=== WHAT YOU WILL DO ===
Please rescale the records below, starting at the line containing "task | place a point on the red" and ending at the line containing "x=133, y=75": reproduce every line, requests included, multiplying each answer coordinate by 0.45 and rounding to whole numbers, with halves rounded up. Keep the request lines and their sample coordinates unchanged, and return only these lines.

=== EXTRACTED DATA ===

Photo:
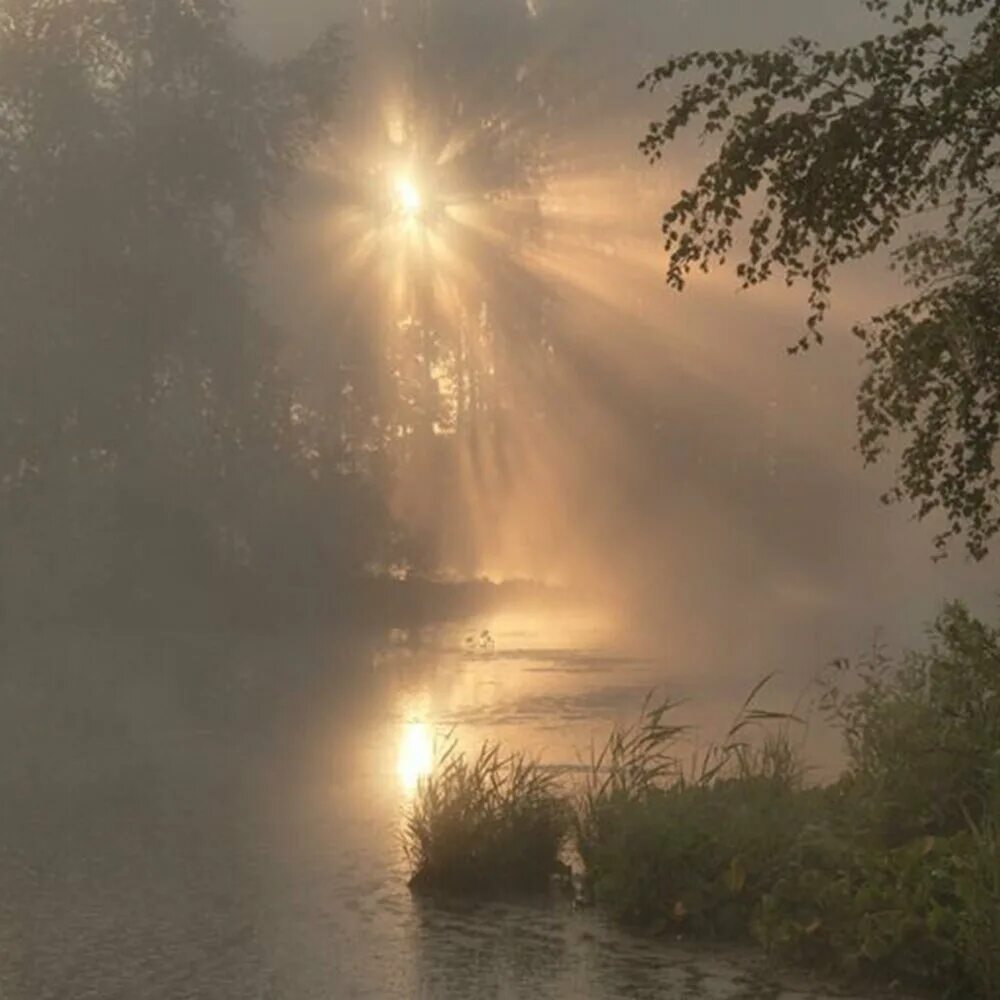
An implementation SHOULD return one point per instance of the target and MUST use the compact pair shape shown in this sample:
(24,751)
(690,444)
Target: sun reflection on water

* * *

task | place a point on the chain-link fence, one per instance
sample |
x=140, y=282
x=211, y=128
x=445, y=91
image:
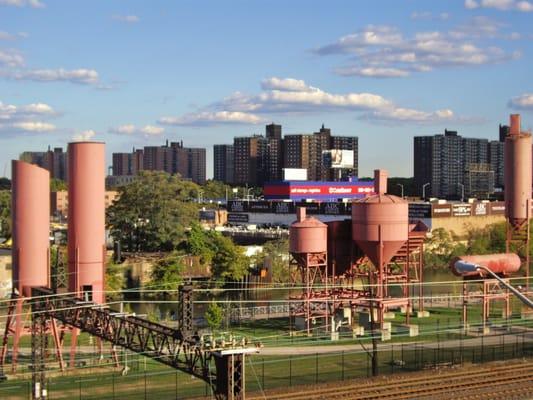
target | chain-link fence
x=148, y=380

...

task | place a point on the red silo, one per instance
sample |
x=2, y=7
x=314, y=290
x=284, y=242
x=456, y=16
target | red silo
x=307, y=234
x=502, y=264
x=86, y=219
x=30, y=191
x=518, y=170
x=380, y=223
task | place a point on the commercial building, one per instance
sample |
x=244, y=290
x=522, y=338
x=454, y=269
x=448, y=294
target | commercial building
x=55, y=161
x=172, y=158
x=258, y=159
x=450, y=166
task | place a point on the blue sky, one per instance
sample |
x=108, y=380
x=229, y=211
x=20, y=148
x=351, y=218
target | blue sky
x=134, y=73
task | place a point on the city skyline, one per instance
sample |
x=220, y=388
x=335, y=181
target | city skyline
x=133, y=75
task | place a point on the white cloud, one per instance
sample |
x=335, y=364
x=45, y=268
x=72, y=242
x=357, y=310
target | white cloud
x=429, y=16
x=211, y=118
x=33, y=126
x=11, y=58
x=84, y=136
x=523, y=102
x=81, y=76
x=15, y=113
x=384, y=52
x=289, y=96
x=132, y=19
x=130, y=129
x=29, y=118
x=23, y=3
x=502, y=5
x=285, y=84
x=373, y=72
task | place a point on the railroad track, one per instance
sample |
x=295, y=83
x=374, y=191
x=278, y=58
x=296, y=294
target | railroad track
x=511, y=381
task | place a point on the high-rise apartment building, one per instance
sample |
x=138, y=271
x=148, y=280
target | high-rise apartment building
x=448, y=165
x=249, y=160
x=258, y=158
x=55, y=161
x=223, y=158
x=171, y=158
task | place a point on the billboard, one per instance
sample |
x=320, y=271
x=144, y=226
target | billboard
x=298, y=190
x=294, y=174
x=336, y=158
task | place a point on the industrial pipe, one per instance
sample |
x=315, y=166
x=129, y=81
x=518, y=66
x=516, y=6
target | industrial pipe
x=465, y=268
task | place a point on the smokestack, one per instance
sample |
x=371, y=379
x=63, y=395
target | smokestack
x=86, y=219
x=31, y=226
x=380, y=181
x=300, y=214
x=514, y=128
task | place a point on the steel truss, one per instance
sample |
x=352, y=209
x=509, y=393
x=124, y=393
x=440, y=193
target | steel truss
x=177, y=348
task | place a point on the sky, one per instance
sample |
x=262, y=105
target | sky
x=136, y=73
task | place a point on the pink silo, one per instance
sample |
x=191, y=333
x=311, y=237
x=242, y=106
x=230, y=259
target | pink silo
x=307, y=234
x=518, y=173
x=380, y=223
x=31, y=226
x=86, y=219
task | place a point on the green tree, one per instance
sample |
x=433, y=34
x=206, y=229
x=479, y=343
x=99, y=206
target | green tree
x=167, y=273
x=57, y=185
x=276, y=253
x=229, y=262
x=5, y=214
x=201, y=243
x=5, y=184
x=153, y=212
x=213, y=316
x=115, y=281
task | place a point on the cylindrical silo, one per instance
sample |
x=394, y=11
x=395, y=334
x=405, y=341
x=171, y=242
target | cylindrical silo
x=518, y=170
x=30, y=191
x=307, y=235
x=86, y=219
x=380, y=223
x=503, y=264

=== FULL OUTPUT ===
task | place a point on the red silo, one per instance
sample |
x=2, y=7
x=314, y=290
x=284, y=242
x=456, y=16
target | red silo
x=138, y=105
x=226, y=119
x=39, y=99
x=14, y=86
x=233, y=77
x=171, y=100
task | place a point on the commercial building, one per instance
sample |
x=244, y=290
x=522, y=338
x=454, y=269
x=448, y=294
target | commercial building
x=25, y=72
x=77, y=71
x=116, y=72
x=203, y=75
task | place a point on the blue sky, one per instance
sample |
x=108, y=380
x=229, y=211
x=20, y=148
x=351, y=218
target | blue sky
x=60, y=33
task | place a point on the city skyline, one per instance
sample |
x=220, y=388
x=335, y=181
target | city skyline
x=60, y=34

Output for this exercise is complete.